__TASK TO COMPLETE__: Convert the lines from the one containing "cab --coords whole-pixels" through the end of the lines into a Markdown table with the columns No. and Line, skipping any blank lines.
----
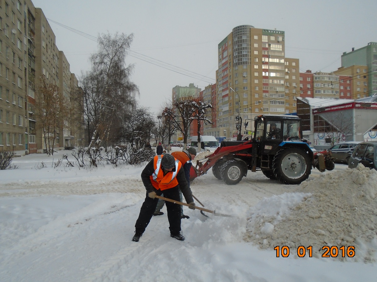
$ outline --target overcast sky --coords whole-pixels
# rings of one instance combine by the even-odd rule
[[[300,59],[300,72],[336,70],[343,52],[377,42],[376,0],[32,1],[79,79],[97,51],[94,38],[133,33],[126,62],[140,105],[155,112],[176,85],[203,90],[215,82],[218,44],[238,26],[285,31],[286,57]]]

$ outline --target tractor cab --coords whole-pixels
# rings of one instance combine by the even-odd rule
[[[259,142],[259,151],[262,155],[273,154],[279,147],[288,142],[298,142],[304,145],[302,139],[301,120],[296,116],[288,115],[262,115],[256,117],[254,137]]]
----
__THE RESPONSE__:
| No. | Line |
|---|---|
| 1 | $ outline --target tractor cab --coords whole-pixels |
| 2 | # rings of one instance combine by the even-odd rule |
| 3 | [[[259,142],[259,151],[262,155],[273,154],[279,147],[288,142],[298,142],[304,145],[302,139],[301,120],[296,116],[288,115],[262,115],[256,117],[254,137]]] |